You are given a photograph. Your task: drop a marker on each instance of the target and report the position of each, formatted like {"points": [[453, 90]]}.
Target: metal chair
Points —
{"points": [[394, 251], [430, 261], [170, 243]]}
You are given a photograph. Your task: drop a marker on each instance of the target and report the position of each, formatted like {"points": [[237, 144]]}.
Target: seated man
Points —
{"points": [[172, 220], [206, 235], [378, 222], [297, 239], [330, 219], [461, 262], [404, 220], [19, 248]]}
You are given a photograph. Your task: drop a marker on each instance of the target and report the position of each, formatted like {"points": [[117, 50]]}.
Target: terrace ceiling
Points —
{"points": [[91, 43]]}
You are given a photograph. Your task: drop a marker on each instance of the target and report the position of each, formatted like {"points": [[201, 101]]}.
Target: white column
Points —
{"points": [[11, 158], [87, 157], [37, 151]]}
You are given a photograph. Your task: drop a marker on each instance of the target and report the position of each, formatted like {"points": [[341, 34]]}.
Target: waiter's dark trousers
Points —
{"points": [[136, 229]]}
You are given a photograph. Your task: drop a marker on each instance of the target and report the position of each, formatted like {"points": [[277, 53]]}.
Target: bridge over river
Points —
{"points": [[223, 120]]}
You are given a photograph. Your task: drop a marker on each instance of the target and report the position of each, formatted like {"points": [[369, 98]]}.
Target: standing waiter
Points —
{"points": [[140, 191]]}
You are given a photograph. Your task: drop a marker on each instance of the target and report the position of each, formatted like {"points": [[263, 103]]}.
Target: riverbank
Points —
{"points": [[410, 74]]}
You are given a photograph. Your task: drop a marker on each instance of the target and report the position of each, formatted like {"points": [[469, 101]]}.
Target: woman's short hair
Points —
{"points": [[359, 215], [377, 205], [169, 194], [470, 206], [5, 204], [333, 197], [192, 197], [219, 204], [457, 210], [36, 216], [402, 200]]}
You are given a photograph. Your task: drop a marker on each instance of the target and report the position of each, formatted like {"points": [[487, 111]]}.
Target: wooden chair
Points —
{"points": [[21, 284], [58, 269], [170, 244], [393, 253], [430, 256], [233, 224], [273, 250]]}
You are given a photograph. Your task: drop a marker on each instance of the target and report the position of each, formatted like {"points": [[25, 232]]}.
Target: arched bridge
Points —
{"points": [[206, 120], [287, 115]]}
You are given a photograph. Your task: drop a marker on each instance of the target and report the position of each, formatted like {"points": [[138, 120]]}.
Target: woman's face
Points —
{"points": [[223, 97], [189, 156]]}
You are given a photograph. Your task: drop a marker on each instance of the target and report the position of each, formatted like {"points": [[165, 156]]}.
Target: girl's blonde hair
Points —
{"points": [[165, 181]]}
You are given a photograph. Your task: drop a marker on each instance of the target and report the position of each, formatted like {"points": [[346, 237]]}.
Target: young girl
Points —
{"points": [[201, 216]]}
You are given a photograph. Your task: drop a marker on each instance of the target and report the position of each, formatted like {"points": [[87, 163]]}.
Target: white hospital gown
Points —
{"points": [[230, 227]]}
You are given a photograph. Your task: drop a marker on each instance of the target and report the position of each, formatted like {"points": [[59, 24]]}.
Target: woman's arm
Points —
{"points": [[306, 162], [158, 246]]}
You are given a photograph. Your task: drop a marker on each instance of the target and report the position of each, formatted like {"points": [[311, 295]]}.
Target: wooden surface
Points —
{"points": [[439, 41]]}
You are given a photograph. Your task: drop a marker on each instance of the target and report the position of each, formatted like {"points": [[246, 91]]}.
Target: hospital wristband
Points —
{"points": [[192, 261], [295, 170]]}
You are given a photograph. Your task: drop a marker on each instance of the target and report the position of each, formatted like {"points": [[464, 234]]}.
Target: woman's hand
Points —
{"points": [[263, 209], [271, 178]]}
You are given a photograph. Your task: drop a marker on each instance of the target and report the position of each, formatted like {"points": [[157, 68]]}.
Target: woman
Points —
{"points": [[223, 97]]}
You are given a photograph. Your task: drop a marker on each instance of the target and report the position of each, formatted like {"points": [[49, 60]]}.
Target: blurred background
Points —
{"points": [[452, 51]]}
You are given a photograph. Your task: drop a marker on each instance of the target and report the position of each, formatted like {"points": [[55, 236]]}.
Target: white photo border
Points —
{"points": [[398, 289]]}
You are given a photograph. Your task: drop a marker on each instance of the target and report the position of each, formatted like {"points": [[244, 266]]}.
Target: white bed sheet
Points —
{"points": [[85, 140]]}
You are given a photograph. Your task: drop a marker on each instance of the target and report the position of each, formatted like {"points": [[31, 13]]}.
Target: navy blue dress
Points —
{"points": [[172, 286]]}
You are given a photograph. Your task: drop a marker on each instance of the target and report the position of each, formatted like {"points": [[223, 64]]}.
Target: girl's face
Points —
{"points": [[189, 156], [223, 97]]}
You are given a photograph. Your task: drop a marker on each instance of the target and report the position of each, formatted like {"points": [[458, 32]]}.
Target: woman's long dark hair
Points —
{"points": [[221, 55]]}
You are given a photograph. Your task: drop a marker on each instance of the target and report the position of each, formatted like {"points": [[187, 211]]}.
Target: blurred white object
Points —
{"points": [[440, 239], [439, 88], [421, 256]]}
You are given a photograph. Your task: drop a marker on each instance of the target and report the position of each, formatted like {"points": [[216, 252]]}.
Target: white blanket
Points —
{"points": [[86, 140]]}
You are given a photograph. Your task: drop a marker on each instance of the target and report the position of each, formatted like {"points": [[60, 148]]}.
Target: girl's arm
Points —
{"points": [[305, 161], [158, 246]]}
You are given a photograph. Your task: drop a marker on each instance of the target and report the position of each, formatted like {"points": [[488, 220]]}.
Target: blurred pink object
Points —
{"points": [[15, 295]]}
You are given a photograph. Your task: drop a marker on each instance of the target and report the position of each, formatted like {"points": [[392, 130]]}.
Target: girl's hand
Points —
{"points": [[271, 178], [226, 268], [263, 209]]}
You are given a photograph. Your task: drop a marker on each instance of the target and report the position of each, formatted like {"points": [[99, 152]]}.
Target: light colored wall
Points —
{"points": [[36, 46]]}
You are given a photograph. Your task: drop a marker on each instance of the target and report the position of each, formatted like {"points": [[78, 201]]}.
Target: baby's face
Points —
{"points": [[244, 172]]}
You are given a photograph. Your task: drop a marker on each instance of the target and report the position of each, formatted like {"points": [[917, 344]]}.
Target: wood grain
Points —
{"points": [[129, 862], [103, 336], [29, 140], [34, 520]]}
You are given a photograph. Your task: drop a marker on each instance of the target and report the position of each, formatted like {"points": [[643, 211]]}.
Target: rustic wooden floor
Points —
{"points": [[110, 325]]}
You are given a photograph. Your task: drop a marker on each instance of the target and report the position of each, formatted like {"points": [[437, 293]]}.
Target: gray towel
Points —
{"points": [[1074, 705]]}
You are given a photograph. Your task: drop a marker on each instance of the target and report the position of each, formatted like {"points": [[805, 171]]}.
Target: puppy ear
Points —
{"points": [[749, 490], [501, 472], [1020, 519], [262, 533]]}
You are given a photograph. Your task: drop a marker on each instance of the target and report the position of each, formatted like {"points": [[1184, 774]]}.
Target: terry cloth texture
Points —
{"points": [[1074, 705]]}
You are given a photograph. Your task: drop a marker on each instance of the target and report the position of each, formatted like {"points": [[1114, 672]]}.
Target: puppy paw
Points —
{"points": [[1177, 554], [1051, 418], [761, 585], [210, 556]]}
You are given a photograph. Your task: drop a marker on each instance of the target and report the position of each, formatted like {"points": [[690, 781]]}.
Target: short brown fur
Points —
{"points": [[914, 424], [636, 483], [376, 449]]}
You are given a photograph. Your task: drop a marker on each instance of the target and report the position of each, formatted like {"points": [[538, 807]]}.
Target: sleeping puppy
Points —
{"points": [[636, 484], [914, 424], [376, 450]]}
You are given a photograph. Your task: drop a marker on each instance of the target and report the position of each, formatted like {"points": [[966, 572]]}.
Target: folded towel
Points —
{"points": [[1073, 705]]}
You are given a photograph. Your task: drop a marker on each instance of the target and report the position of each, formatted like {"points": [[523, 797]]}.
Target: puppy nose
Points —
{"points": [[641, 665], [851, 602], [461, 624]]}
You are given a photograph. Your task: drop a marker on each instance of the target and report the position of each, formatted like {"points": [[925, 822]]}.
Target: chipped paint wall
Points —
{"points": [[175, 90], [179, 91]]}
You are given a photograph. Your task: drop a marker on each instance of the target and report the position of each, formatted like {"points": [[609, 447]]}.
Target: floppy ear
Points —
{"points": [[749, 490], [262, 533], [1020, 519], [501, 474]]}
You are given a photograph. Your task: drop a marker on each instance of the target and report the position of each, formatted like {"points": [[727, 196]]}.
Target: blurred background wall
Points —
* * *
**REQUIRED TASK**
Count how many lines of the records contain the word "dark". Give only the number.

**REPLY**
2